▶ [Section texte]

========================================================================

Suffirait-il d'être savant pour être sage ?
En Inde, un "pandit" (terme sanskrit) est un savant, un lettré. Cela ne prouve rien quant à la "sagesse" de la personne. Je peux être très cultivé et agir comme un imbécile...
"Parlez philosophie tant qu'il vous
plaira, adorez autant de dieux que vous voudrez, chantez des louanges dévotes à
un nombre quelconque d'êtres divins, la libération ne viendra jamais, même au
bout de cent siècles, sans la connaissance de l'Unicité du Soi." (Sankara)
"La réalisation de Dieu peut être
atteinte de deux façons différentes : par l'union de l'âme individuelle
(jivâtman) et de l'âme universelle (Paramâtman), et par la vison de la Divinité
dans Sa manifestation personnelle. La première de ces deux manières se nomme
jnâna, la seconde bhakti." (Râmakrishna)
Le Jnâna-yoga vise la délivrance (libération, éveil) non
pas par la dévotion (bhakti-yoga) ni par l'action désintéressée (karma-yoga)
mais par l'effort de la conscience pour accéder à la Vérité nouménale[1]. Autrement dit par une
transformation de la conscience, sorte de mue à l'issue de laquelle, tout en
restant soi-même, on n'est plus dupe de l'illusion complète dans laquelle on
considère le monde, les autres, sa
propre réalité d'être.
L'illusion en question consiste à nous faire prendre les
phénomènes (tout ce qui est immédiatement perceptible, intelligible…) pour
l'essence même de la Réalité dans laquelle ils prennent leur source - alors
qu'ils ne sont que reflets de cette
Réalité[2].
Cette illusion (la Mâyâ
de l'Advaïta Vedanta) concerne à
la fois le temps, l'espace, la causalité, mirages aussi illusoires que des
images de cinéma projetées sur un écran qui lui, bien que continuellement
présent, disparaît de notre perception. Cette illusion est due à notre ignorance. Nous nous identifions sans
cesse à notre corps, à nos sentiments, à nos opinions, nous ne voyons que
dualités (moi et les autres, moi et le monde, le bien et le mal, le juste et
l'injuste, le plaisir et la souffrance…) inscrites dans "notre" temps
et "notre" espace… Or seul le Soi,
Cela, le Divin, Brahman est réel (et Âtman
qui est Brahman en nous) : le
sentiment du moi et les dualités s'abolissent en Lui. De ce point de vue, réaliser le Soi permet une sorte de
"re-naissance" qui se fait grâce à sa dé-couverte en nous - car il
est en nous mais nous ne le percevons pas, tant que l'ego nous aveugle : "Quand il perçoit l'existence diversifiée des êtres demeurant dans
l'Être éternel unique et jaillissant de Lui, alors il atteint au Brahman"
(XIII, 30-31). Se débarrasser de l'illusion c'est alors comme ôter un voile,
accéder à la connaissance (la
"réalisation") du Principe (Brahman,
la seule Réalité soumise à aucun changement, origine de tout ce qui "est").

========================================================================

▶ [Exercice écrit a]
Pouvez-vous afficher chaque ligne des enregistrements qui contient le mot "church", en tenant compte de la casse ?

▶ [Lignes enregistrées]

========================================================================

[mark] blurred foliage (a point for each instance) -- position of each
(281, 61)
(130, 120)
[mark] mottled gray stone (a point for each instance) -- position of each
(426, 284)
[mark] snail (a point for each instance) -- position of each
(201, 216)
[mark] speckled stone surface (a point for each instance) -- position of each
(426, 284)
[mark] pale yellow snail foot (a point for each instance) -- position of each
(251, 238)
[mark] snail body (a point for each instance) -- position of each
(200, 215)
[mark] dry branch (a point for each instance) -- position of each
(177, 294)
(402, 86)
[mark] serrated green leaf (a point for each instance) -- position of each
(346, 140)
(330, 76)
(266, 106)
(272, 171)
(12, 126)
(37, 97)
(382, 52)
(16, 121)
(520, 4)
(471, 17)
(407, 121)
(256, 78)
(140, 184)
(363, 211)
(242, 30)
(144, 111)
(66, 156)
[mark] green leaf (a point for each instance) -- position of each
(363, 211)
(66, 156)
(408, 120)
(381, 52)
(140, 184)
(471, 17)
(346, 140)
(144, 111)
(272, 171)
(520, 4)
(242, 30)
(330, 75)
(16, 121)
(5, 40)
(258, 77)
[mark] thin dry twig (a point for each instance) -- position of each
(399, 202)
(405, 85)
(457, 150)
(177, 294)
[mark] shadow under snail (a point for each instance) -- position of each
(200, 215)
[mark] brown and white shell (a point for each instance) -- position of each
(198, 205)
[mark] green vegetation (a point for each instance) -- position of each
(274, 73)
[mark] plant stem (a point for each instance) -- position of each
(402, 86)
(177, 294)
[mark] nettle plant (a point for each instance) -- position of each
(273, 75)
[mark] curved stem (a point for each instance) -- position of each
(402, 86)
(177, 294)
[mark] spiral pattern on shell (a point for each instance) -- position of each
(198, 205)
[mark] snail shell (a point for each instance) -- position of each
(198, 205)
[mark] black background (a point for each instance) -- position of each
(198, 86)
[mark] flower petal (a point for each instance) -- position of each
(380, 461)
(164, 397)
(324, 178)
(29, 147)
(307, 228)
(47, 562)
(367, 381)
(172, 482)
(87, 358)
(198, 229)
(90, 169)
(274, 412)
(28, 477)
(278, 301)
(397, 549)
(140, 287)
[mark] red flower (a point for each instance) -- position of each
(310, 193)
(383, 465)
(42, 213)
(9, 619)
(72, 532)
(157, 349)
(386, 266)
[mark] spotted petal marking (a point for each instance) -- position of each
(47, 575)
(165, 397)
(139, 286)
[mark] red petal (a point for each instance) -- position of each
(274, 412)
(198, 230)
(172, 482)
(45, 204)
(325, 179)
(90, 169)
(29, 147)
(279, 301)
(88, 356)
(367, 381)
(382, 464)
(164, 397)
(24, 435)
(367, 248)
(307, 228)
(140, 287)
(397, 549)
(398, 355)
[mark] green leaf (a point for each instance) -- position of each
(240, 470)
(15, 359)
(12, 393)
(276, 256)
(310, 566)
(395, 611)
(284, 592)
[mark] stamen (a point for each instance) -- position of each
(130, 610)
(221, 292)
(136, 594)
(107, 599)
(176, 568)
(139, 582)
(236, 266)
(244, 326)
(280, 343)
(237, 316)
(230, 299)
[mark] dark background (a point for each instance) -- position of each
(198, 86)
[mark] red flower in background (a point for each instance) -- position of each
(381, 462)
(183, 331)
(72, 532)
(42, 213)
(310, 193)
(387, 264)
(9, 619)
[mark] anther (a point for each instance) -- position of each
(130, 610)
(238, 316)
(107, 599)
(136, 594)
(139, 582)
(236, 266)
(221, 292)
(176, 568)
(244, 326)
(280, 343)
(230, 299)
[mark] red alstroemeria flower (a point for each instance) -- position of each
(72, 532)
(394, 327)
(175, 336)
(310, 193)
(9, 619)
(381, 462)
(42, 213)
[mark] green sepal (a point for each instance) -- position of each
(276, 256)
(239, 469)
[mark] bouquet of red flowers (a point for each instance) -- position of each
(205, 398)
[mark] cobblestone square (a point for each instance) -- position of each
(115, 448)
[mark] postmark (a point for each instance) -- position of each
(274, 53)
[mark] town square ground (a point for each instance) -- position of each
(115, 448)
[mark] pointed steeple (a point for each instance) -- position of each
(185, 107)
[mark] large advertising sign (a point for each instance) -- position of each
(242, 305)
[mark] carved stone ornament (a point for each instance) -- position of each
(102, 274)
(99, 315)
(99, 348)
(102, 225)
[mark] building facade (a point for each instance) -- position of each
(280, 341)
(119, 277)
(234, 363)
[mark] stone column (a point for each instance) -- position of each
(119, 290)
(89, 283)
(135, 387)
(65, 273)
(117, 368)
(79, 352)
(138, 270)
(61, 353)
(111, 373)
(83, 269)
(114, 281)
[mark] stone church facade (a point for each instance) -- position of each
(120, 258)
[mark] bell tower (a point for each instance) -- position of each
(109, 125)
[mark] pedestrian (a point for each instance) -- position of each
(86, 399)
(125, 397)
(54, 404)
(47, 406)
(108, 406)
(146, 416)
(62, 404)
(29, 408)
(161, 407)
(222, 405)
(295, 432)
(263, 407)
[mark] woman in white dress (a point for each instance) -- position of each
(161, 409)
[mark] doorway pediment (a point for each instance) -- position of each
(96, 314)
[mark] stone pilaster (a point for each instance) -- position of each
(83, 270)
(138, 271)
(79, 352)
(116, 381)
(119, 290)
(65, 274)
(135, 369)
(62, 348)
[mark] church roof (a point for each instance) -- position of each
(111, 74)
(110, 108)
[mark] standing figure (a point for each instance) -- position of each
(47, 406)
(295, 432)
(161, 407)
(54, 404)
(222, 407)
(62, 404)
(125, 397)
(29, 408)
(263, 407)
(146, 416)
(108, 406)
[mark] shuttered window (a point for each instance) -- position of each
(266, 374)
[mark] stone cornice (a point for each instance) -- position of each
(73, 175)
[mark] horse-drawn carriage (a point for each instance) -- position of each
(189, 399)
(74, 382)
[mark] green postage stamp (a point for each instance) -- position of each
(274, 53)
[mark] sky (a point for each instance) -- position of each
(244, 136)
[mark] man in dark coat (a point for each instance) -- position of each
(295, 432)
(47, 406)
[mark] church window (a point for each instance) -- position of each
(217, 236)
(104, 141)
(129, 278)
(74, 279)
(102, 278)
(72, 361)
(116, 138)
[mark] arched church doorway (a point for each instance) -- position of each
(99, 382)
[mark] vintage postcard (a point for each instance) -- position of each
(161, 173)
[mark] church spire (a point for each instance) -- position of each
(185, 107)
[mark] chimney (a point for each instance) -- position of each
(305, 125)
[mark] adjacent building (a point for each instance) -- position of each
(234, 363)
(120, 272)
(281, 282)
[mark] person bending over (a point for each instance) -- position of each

========================================================================

▶ [Exercice écrit b]
Pouvez-vous poursuivre le texte sur le Jnâna-yoga à partir de l'endroit où il s'arrête ?

▶ [Résultat de l'exercice a]
[mark] stone church facade (a point for each instance) -- position of each
[mark] church roof (a point for each instance) -- position of each
[mark] church window (a point for each instance) -- position of each
[mark] arched church doorway (a point for each instance) -- position of each
[mark] church spire (a point for each instance) -- position of each

▶ [Résultat de l'exercice b]
Cette présence du Divin en nous
est de l'ordre de l'évidence mais nos doutes, nos peurs (l'ego ne veut pas être
détruit et il se défend habilement !) empêchent Sa claire vision. C'est cette connaissance de notre nature divine que
le Jnâna-yoga vise à nous faire expérimenter (et non seulement à "comprendre"
avec notre intellect) : "Par elle
(cette Connaissance) tu verras toutes les existences sans exception dans le
Moi, donc en Moi-même" (IV, 35).
"Je te dirai […] la connaissance essentielle, et avec elle la connaissance
totale, telle que, quand on la connaît, il n'est rien qui reste à connaître"
(Bhagavad-Gîtâ VII, 2). Ce qui nous empêche essentiellement de réaliser notre
nature divine "C'est le désir et sa
compagne la colère, enfants de rajas, qui souillent tout, qui dévorent tout.
Sache que c'est là le grand ennemi de l'âme [qu'il
faut abattre]" (op. cit. III, 37).
Chacun sait combien nous sommes soumis aux attractions, répulsions, plaisirs,
chagrins, douleurs, frustrations, rancœurs, amertume et tout le cortège des
sentiments qui nous tiraillent constamment, nous entraînent hors du chemin de
l'accomplissement…
De ce point de vue, un érudit, un spécialiste des
métaphysiques indiennes, un orientaliste très savant peuvent être complètement
"ignorants" au sens où l'entend Krishna dans la Bhagavad-Gîtâ. Comme
chacun, ils sont prisonniers d'un cachot aménagé pour rendre la vie vaille que
vaille supportable : l'habitude finit par le faire paraître agréable[3] - en tout cas supportable.
Comment faire alors
pour accéder à cette claire vision de ce que nous sommes réellement ?
Il n'y a pas de "truc" ni de recette facile ! Un
effort personnel intense est exigé, une vigilance, une lutte constante contre
les exigences multiples de notre nature. Voir ce qui EST au-delà des apparences
n'est pas facile.
Deux voies du jnâna-yoga sont habituellement proposées :
celle de l'affirmation par laquelle on fait entrer dans l'Unité tout ce qui
apparaît comme multiple: Tat tvam Asi, tout
est Cela, tout est Brahman : cet
objet, cette personne, ce sentiment, cette idée…
La deuxième voie est celle de la négation et consiste à repousser
la conception que l'on a de soi-même : je ne suis pas ce corps, pas ce
sentiment, pas cette intelligence… L'ego finit ainsi par s'évanouir et on arrive
à la conscience de l'âtman ou
présence "activée" du Divin en nous.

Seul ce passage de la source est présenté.